It was a report card of sorts. after two years of economic disruption courtesy of the pandemic. How are we doing and where are we going? The answer to the first question was surprisingly positive. It seems we’ve weathered the pandemic well and compared with many other communities we’re in good shape.

“Our unemployment rate for example is 2.9%, well below the national average and half that in the Las Vegas area,” said EDAWN President and CEO Mike Kazmierski. “When you look at the job market and where we’re at today there’s a lot of positives,” adds the event’s keynote speaker, Brian Gordon of Applied Analysis.

EDAWN–the Economic Development Authority of Western Nevada–has spent the past decade or more beating the drum for diversification. They could be excused for taking the opportunity to take some credit.

-------

- Task description: Write the next part of the text about EDAWN's economic report card, picking up after its final sentence. The records that follow were drawn from a separate, unrelated source.

- Data extract:
-------

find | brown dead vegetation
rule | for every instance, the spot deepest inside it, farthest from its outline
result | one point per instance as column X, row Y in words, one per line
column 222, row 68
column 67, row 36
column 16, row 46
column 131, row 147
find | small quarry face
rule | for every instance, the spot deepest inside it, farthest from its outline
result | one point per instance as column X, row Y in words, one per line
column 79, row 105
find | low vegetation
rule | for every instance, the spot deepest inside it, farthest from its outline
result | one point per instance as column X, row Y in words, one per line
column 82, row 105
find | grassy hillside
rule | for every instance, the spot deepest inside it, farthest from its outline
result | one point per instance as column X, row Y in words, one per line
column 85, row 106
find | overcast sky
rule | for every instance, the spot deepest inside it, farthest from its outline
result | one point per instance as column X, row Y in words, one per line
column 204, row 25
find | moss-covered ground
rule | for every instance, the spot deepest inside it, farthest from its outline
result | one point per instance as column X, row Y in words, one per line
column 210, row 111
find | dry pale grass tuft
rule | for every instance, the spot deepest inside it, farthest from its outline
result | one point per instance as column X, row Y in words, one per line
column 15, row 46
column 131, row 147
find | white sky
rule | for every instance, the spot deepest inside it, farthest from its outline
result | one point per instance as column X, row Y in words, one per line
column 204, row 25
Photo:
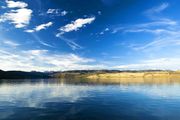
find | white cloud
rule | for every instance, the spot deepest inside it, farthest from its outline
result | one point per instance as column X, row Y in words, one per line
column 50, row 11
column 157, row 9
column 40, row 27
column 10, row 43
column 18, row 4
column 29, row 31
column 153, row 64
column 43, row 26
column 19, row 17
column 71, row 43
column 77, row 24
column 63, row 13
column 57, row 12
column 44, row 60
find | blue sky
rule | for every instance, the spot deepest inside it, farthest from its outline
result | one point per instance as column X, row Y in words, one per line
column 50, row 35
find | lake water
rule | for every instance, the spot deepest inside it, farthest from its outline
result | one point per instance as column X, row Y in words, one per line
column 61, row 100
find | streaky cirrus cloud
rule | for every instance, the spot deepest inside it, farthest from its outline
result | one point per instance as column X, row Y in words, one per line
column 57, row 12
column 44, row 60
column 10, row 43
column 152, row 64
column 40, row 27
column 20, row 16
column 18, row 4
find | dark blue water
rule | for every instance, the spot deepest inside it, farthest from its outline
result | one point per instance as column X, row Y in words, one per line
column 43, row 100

-------

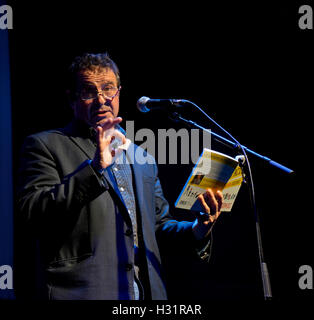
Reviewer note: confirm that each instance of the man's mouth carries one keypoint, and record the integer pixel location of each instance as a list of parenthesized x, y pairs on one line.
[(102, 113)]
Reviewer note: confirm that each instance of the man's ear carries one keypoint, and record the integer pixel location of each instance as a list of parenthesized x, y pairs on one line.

-------

- Response area:
“When the service sector took a hit all of our manufacturers were working,” said Kazmierski. “All of our logistics, distribution and e-commerce people were working. All our technology workers were at work. And when they’re at work they do things. they spend money and our sales tax revenue was actually higher during the pandemic than before,”

“Unlike the southern portion of the state that is highly dependent on travel and tourism, northern Nevada has really diversified,” said Gordon, “and it’s provided a lot of stability when you think about what’s happened in the past 22 months.”

You’d rather have economic growth than the opposite, but both present challenges, so Kazmierski says, we have a task before us to keep things moving in the right direction. “Forty percent of the jobs that exist now will be gone in 10 years. If we don’t bring in that next generation of jobs and technology in advance manufacturing then forty percent of the people here now are going to be out of work.”

And with growth, Kazmierski notes, comes perhaps our biggest challenge of the moment, lack of affordable housing and it’s consequence, homelessness.

“Our vision as a community should be zero functional homeless in the next five years and I think we can do it.”